ЗАДАНИЯ
a - Перескажите в виде краткого списка абзац текста о Марине Цветаевой, который начинается словами «Финал ее жизни был сплошной трагедией». Сохраните основные факты.
b - Когда, согласно тексту о Марине Цветаевой, она вернулась в Советский союз?
c - Продолжите текст о Марине Цветаевой, начав сразу после его последней строки.

ИЗВЛЕЧЕННЫЙ ТЕКСТ
- - -
Марина Цветаева – поэт трагической безмерности

Поэтика Марины Цветаевой (1892–1941) вбирает в себя все элементы литературного модернизма – от символизма она унаследовала особую музыкальность поэтической речи и умение читать знаки, подбрасываемые судьбой («Красною кистью / Рябина зажглась. / Падали листья. / Я родилась…»), от акмеизма – пристальное внимание к бытовым, практически домашним деталям («Из рая детского житья / Вы мне привет прощальный шлете, / Неизменившие друзья / В потертом красном переплете»), от футуризма – особый ритм речи, ее свободу, раскрепощенность, тягу к неологизмам и неизведанным возможностям языка («Есть час на те слова. / Из слуховых глушизн / Высокие права / Выстукивает жизнь…»). Ее судьба повторяет трагические изломы судьбы самого XX века: раннее сиротство – участие мужа в Первой мировой войне – хаос революции и Гражданской войны – смерть от голода младшей дочери – эмиграция с ее неизменными бытовыми лишениями, поисками работы, собственного угла, площадки для публикации – возвращение в Россию… 

Выпита, как с блюдца!
Донышко блестит!
Можно ли вернуться
В дом, который – срыт?
 
Финал ее жизни был сплошной трагедией. Цветаева вернулась в Советский союз 18 июня 1939 года – вслед за мужем, который к концу 1930-х был плотно связан с советской разведкой и больше не мог оставаться в Париже. В 1940 году на даче в подмосковном Болшеве были арестованы муж Цветаевой С. Эфрон и ее дочь Ариадна. В 1941-м началась Великая Отечественная война. Опасаясь за жизнь шестнадцатилетнего сына, Цветаева эвакуировалась из практически осажденной Москвы в Чистополь, куда отправлялись многие писательские семьи (в том числе Н. Асеев, Б. Пастернак, А. Тарковский, Л. Леонов и пр.). Однако в Чистополе, и без того переполненном, «зацепиться» не удалось. Цветаеву отправили в маленький город – Елабугу, где 31 августа 1941 года она покончила жизнь самоубийством. А в 1944-м на Белорусском фронте погиб ее сын, солдат штрафного батальона Георгий Эфрон.  

Цветаева и сегодня входит в число самых читаемых поэтов в России.  

Какую роль в жизни Марины Цветаевой сыграла музыка?
- - -
ПРЕДОСТАВЛЕННЫЕ МАТЕРИАЛЫ

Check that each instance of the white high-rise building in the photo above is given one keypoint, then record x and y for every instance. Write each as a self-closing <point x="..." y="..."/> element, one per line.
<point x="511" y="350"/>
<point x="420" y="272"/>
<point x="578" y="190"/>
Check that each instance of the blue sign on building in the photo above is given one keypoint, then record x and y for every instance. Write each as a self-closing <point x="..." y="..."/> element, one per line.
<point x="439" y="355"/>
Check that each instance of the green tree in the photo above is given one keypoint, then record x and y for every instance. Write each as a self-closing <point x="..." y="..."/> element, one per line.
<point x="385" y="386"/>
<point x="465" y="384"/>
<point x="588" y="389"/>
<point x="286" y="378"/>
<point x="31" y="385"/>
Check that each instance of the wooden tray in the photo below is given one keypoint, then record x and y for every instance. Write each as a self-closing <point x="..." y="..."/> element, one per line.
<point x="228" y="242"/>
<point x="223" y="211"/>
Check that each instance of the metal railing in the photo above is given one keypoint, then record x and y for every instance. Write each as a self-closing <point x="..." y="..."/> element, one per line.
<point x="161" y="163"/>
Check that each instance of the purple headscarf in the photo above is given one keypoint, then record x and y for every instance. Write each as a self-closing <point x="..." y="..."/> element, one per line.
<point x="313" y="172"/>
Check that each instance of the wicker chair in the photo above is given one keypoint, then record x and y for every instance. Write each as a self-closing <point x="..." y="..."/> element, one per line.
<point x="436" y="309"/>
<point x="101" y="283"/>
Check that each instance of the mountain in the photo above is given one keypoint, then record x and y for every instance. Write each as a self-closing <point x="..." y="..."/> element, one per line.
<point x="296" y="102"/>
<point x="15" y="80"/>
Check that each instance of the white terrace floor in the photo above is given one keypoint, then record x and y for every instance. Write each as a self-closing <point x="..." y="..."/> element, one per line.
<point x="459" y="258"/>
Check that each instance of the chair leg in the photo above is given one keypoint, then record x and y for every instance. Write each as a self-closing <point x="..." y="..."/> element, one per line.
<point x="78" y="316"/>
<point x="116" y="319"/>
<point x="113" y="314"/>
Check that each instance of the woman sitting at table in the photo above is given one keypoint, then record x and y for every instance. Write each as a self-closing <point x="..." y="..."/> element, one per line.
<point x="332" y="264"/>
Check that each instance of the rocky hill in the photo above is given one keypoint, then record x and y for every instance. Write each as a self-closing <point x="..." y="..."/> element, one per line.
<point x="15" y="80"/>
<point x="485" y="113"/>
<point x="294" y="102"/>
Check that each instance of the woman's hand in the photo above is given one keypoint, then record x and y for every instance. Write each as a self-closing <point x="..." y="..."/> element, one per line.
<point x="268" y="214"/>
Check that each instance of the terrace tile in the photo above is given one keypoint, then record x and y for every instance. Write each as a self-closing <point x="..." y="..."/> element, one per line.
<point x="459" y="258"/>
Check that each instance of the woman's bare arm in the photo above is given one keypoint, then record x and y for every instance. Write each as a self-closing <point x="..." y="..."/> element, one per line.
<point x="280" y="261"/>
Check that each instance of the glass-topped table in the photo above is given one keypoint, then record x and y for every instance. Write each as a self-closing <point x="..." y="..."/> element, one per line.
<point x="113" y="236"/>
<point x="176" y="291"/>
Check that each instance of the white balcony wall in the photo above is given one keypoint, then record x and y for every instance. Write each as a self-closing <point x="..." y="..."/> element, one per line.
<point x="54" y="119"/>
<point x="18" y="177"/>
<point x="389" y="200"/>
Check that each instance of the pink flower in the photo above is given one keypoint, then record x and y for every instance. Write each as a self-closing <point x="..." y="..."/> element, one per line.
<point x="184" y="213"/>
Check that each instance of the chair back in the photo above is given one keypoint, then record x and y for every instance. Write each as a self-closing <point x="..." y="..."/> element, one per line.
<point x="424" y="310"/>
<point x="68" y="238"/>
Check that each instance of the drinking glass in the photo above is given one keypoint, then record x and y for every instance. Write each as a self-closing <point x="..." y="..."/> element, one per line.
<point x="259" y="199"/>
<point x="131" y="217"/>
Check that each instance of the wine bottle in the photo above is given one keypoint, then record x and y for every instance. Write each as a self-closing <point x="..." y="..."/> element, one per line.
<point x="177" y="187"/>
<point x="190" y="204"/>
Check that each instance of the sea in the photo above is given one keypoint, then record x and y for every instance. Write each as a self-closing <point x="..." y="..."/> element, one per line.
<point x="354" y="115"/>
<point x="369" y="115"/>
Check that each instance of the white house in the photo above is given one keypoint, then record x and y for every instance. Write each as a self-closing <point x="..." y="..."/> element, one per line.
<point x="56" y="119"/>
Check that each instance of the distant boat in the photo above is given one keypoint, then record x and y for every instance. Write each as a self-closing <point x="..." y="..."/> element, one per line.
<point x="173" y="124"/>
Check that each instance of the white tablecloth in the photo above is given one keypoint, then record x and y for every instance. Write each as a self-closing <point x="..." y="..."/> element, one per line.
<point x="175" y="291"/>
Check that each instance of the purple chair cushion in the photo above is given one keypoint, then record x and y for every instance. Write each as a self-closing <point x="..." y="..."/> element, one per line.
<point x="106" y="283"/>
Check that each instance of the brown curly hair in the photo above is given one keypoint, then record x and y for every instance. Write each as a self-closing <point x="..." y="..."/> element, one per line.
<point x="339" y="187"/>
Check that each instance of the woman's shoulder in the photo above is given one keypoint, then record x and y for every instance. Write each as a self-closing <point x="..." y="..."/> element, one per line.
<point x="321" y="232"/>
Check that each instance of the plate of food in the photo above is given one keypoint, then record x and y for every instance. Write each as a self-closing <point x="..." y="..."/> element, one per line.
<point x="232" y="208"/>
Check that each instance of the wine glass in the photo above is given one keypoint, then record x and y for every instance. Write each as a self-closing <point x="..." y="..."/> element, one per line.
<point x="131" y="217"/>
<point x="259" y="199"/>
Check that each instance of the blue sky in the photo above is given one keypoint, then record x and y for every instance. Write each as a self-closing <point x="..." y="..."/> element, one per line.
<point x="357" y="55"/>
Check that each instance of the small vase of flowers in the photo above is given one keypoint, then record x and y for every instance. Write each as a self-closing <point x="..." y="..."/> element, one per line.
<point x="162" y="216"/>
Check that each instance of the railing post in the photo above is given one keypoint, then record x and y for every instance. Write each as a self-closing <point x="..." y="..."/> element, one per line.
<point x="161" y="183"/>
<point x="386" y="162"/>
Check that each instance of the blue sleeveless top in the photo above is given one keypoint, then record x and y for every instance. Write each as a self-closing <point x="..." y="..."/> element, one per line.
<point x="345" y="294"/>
- - -
РЕЗУЛЬТАТЫ ВЫПОЛНЕНИЯ
a -
- 18 июня 1939 года Цветаева вернулась в Советский союз вслед за мужем, связанным с советской разведкой.
- В 1940 году в Болшеве арестовали ее мужа С. Эфрона и дочь Ариадну.
- В 1941 году, после начала войны, она, опасаясь за жизнь сына, эвакуировалась в Чистополь, но устроиться там не смогла.
- Ее отправили в Елабугу, где 31 августа 1941 года она покончила с собой.
- В 1944 году на Белорусском фронте погиб ее сын Георгий Эфрон, солдат штрафного батальона.

b - 18 июня 1939 года.

c -
О своем раннем детстве Цветаева вспоминала в 1934 году, в эссе «Мать и музыка», и эти воспоминания были отнюдь не радужными: «Когда вместо желанного, предрешенного, почти приказанного сына Александра родилась только всего я, мать, самолюбиво проглотив вздох, сказала: “По крайней мере, будет музыкантша”». 

Марина родилась в семье профессора Ивана Владимировича Цветаева, основателя Государственного музея изобразительных искусств им. А.С. Пушкина, всю свою жизнь посвятившего исследованию античной культуры, и Марии Александровны Мейн, талантливой пианистки, в юности подчинившейся воле отца – и оставившей мечты о профессиональной сцене, которой, судя по словам слушателей ее домашних концертов, она была вполне достойна. Разумеется, Мария Александровна не могла не усадить за рояль обеих своих дочерей. У старшей, Марины (Муси, как ее называли дома), был абсолютный слух и «удивительно одушевленное туше», но пианисткой она так и не стала.

Обучение музыке было таким, что даже тридцать лет спустя Цветаева вспоминала его как своего рода насилие, как материнскую попытку «вкачать» в нее собственную страсть к игре, изменить ее личность, уже с ранних лет тянувшуюся к другому роду искусства. Тонко чувствуя музыку и истово впитывая ту лирическую энергию, которой были наполнены прежде всего материнские исполнения, маленькая Марина, однако, не видела себя в мире музыки, чем очевидно огорчала Марию Александровну:  

«– Нет, ты не любишь музыку! – сердилась мать в ответ на мой бесстыдно-откровенный блаженный, после двухчасового сидения, прыжок с табурета. – Нет, ты музыку – не любишь!

Нет – любила. Музыку – любила. Я только не любила – свою. Для ребенка будущего нет, есть только сейчас (которое для него – всегда). А сейчас были гаммы, и ганоны, и ничтожные, оскорблявшие меня своей малюточностью «пьески». Хорошо ей было, ей, которая на рояле могла все, ей, на клавиатуру сходившей, как лебедь на воду, ей, на моей памяти в три урока научившейся на гитаре и игравшей на ней концертные вещи, ей, с нотного листа читавшей, как я с книжного, хорошо ей было «любить музыку». В ней две музыкальных крови, отцовская и материнская, слились в одну, эти две-то ее всю и дали! И она не учитывала, что собственной, певучей, лирической, одностихийной, она сама же противопоставила во мне браком – другую, филологическую и явно-континентальную, с ее кровью, – неслиянную – и неслившуюся…»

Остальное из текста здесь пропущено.